*ENTRIES PROVIDED*
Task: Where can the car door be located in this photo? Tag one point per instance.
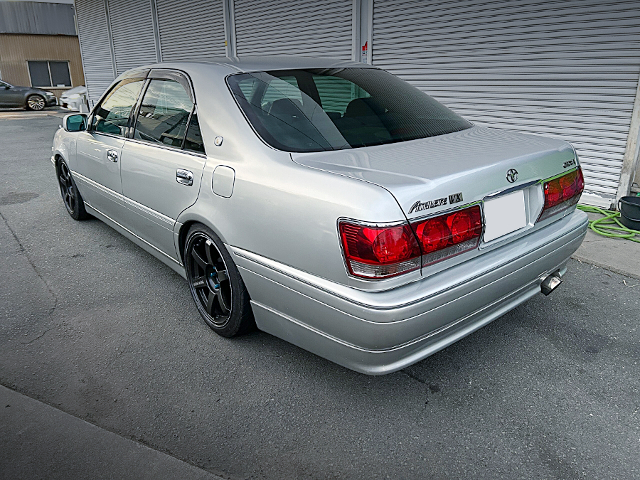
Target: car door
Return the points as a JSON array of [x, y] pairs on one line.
[[162, 163], [97, 164]]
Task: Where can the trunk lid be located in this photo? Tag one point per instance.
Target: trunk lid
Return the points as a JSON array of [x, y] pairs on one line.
[[433, 174]]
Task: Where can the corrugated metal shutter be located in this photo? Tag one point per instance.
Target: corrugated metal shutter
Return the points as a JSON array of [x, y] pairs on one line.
[[94, 47], [132, 30], [567, 69], [311, 28], [190, 30]]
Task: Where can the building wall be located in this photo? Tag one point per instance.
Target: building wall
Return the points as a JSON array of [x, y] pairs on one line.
[[16, 50]]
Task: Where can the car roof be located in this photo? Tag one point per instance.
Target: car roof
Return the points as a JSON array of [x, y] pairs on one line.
[[261, 63]]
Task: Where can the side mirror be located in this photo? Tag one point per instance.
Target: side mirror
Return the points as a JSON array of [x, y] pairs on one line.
[[75, 122]]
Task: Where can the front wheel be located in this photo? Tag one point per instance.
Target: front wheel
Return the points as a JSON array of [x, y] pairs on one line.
[[35, 102], [215, 283], [70, 196]]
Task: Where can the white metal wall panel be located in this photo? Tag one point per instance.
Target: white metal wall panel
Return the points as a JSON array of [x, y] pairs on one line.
[[567, 69], [93, 34], [319, 28], [190, 30], [132, 30]]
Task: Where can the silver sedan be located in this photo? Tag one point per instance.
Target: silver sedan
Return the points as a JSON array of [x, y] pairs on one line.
[[328, 203]]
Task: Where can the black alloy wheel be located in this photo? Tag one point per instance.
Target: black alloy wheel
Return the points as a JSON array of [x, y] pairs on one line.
[[215, 283], [70, 195], [36, 102]]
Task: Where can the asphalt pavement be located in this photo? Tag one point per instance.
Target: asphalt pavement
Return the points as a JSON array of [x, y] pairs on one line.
[[109, 372]]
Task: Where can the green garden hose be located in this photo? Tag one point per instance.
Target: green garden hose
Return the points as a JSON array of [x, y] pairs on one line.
[[609, 225]]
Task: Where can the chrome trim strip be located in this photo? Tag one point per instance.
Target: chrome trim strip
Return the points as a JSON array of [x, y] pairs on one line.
[[165, 221], [166, 147], [510, 190], [133, 234]]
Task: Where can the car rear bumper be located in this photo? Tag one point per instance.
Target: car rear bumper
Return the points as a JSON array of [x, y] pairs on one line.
[[381, 332]]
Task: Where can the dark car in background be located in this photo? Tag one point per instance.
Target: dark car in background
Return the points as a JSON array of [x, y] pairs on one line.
[[26, 97]]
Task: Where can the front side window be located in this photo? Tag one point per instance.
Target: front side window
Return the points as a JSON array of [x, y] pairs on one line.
[[112, 115], [164, 113], [310, 110]]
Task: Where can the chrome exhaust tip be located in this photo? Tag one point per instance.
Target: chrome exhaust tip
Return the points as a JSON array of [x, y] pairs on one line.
[[550, 283]]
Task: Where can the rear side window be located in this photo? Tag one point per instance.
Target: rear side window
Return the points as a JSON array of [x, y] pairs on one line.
[[194, 137], [164, 113], [112, 115], [311, 110]]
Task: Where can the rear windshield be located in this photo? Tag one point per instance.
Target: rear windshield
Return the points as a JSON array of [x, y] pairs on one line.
[[311, 110]]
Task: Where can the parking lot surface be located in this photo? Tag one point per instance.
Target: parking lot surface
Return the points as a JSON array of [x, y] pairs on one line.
[[95, 327]]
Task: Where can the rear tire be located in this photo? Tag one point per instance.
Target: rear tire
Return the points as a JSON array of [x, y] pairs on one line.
[[215, 283], [36, 102]]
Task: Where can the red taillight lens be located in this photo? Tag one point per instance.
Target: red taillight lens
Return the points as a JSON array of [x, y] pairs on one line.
[[449, 235], [562, 192], [379, 252]]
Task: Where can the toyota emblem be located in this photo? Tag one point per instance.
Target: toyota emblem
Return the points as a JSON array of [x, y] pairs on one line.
[[512, 175]]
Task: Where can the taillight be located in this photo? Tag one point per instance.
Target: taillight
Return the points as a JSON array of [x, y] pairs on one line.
[[381, 252], [562, 192], [449, 235]]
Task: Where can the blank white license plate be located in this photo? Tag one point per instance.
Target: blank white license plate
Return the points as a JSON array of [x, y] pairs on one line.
[[504, 214]]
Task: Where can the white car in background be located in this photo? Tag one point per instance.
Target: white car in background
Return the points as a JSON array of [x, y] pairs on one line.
[[75, 99]]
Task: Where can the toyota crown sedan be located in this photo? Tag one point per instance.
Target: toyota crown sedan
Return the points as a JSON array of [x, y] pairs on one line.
[[328, 203]]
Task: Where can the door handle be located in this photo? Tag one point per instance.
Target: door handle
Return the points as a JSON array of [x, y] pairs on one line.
[[185, 177]]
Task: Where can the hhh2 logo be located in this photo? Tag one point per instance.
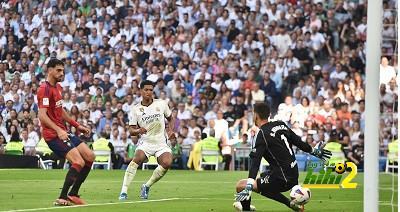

*STATED EXERCISE*
Retype all of the lines above word for word, leaving out the pictures.

*RIGHT ANSWER*
Task: Where can the car door be located in this photo? Tag one point per instance.
Target: car door
Return the points as a JSON array of [x, y] pairs on one line.
[[162, 163], [97, 164]]
Task: Where can the trunk lid be located in this photo? Tag one point per instance.
Target: trunk lid
Return the points as a JSON array of [x, y] pairs on one line.
[[433, 174]]
Task: Where can the corrugated metal shutter be located in this photo? Tag one point per instance.
Target: corrugated metal shutter
Return the points as a JSON array of [x, y] pairs on one line.
[[94, 47], [132, 30], [567, 69], [311, 28], [190, 30]]
Task: Where can the building wall be located in this photo? Tag one point per instance.
Target: building wall
Return the points as a JSON array of [x, y] pairs on one line.
[[16, 50]]
Task: Where can the car roof be located in this photo? Tag one point per instance.
Target: car roof
Return the points as a JSON array of [x, y] pairs on one line.
[[261, 63]]
Task: Where can the side mirror be located in this photo? Tag one point per instance.
Target: side mirror
Return the points as a JSON array of [x, y] pairs on one line.
[[75, 122]]
Task: Where can the front wheel be located in this photo? Tag one point per instance.
Target: front wheel
Return the points as a JSON array of [x, y] pairs on one line.
[[35, 102], [215, 283], [70, 196]]
Task: Where can the white metal wall panel be located in this photo? Tag one point per instance.
Target: white metal wall panel
Return the points as a JSON array of [x, y] pairs on one line.
[[567, 69], [93, 34], [319, 28], [190, 30], [132, 30]]
Task: Where can the silver sedan be located in this photo? Tag one point per instance.
Target: silver sedan
Return the points as a JSON array of [x, y] pairs on one line.
[[328, 203]]
Task: Where can the black alloy wheel be located in this photo? Tag one point per instance.
Target: black alloy wheel
Return the points as a JSON array of [x, y] pairs on one line.
[[215, 283], [70, 195], [36, 102]]
Task: Where can the asphalt pavement be located in this photo? Tag one point per instance.
Target: asphalt pavement
Return the points as a JSON array of [x, y] pairs on one line.
[[109, 372]]
Task: Where can the green garden hose be located in this photo? Tag one point per instance.
Target: green garden hose
Return the points as a JSON array of [x, y] pairs on one line.
[[609, 225]]
Task: Where can the chrome trim strip be located in this photo? Tag one point per instance.
Target: chrome trim strip
Return the points as a JSON array of [x, y] pairs on one line.
[[165, 221], [166, 147], [510, 190], [133, 234]]
Task: Where can the car rear bumper be located in this photo? Tag one point per instance.
Target: car rear bumper
Return the points as a JSON array of [x, y] pairs on one line.
[[381, 332]]
Task: Where can the dark car in background be located in this photo? Tag one point per instance.
Target: dark car in background
Return the points as a JSON array of [x, y] pairs on one line.
[[26, 97]]
Task: Where can the front side window be located in this photo? Tag one point per instance.
Target: front side window
Return the points as a JSON array of [x, y] pairs on one line.
[[112, 115], [164, 113], [310, 110]]
Task: Where can the chrome exhaust tip be located in this photo? Tag one point per instance.
Target: chrome exhaust tip
Return the points as a JSON array of [x, y] pairs on one line.
[[550, 283]]
Task: Where can the rear side window be located in this photo? Tag one point per instance.
Target: rear side window
Return the points as a JSON array of [x, y] pairs on one line.
[[194, 137], [164, 113], [112, 115], [311, 110]]
Task: Where can the rear windshield be located in this photo? Tag one point per instance.
Target: rear windshield
Return the points as a JSON array of [x, y] pairs on one line.
[[311, 110]]
Task: Where can the parking lot surface be located in this photo? Tag one point per instance.
Target: parking lot surface
Return the points as a JSON array of [x, y] pairs on one line.
[[95, 327]]
Task: Where can the rear tire be located in this photo? Tag one point per instance.
Target: rear tire
Return the points as a JSON array of [x, y] pairs on one line.
[[215, 283], [36, 102]]
Task: Where can the red taillight lens be located in this photo? Tag one point per instance.
Target: red taillight lens
Return the points as a JSON array of [x, y] pairs on one line.
[[449, 235], [562, 192], [379, 252]]
Task: Where can the toyota emblem be located in this photo? Tag one point per instance.
Target: toyota emblem
Return the points as a JSON array of [x, y] pairs on one line.
[[512, 175]]
Task: Where can the taillight be located in this photo? Tag one point per instance.
Target: taillight
Return the points as a JSON array of [x, y] pairs on one line.
[[381, 252], [562, 192], [449, 235]]
Task: Where can the blank white license plate be located in this photo? Tag one point per instance.
Target: blank white license plate
Return the points as a JSON array of [x, y] pairs on one line.
[[504, 214]]
Task: Where can the white car in background be located in this photo? Tag one point per instance.
Target: white car in background
Return the points as a JSON array of [x, y] pairs on one line.
[[75, 99]]
Task: Where can the toyota crown sedan be located in this photo? Tag one point per instance.
Target: toyota crown sedan
Return the points as a JSON array of [x, y] pairs on one line.
[[328, 203]]
Task: Where can the door handle be located in this photo? Tag one point per instance.
Target: door handle
Return the points as a JSON array of [x, y] pairs on one line.
[[185, 177]]
Task: Where can the hhh2 logo be located in this photo? Tag one point per instance.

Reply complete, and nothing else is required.